Task details >>
Gather every line below that contains the word "surface".
- - -
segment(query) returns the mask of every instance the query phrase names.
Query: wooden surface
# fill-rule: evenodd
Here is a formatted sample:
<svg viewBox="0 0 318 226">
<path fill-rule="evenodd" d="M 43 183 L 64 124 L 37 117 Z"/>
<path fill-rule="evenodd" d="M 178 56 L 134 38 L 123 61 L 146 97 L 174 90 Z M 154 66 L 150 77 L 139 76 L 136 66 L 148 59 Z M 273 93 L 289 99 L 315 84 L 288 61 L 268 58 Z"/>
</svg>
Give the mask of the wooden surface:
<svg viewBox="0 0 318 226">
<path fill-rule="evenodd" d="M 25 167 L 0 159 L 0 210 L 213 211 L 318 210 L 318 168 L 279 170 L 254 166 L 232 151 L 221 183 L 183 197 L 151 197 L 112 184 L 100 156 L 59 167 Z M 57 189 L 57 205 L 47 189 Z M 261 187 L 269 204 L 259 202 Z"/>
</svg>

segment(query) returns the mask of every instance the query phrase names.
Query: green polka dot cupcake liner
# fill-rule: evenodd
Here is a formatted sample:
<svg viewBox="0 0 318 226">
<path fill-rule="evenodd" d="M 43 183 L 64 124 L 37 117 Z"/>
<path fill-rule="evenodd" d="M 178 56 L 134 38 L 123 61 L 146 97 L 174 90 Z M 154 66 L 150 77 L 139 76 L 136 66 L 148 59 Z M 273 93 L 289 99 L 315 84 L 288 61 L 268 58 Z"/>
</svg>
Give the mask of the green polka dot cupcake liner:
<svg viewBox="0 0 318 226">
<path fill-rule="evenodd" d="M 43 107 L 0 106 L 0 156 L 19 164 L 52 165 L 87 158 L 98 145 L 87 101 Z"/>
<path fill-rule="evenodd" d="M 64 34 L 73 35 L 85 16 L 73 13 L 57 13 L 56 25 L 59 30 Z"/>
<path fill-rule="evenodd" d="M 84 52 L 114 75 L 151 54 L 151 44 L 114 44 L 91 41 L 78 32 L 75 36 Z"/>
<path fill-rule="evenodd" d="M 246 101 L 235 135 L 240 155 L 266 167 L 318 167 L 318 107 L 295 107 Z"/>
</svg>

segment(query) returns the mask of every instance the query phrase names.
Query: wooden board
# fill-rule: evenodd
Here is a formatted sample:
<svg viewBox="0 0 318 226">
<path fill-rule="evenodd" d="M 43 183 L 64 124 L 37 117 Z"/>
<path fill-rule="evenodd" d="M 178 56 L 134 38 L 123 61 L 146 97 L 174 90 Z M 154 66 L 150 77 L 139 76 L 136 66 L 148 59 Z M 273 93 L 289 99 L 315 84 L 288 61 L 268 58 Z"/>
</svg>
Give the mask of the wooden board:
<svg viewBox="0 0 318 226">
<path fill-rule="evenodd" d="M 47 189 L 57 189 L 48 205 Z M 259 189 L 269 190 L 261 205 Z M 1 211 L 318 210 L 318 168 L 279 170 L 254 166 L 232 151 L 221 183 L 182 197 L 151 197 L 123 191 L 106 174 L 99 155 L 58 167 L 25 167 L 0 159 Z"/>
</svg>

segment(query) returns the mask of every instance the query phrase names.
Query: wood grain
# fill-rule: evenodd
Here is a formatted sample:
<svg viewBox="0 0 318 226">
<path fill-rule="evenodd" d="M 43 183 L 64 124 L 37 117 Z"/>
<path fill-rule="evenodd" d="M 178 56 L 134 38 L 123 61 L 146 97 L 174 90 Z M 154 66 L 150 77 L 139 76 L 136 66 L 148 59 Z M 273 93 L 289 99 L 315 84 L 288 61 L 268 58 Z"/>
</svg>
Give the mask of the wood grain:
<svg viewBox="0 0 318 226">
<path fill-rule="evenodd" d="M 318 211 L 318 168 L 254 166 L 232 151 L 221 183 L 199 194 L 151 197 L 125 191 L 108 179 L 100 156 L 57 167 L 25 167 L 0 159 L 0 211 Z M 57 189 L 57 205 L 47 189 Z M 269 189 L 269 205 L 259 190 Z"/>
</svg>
- - -
Task response >>
Query: wooden surface
Give the mask of the wooden surface:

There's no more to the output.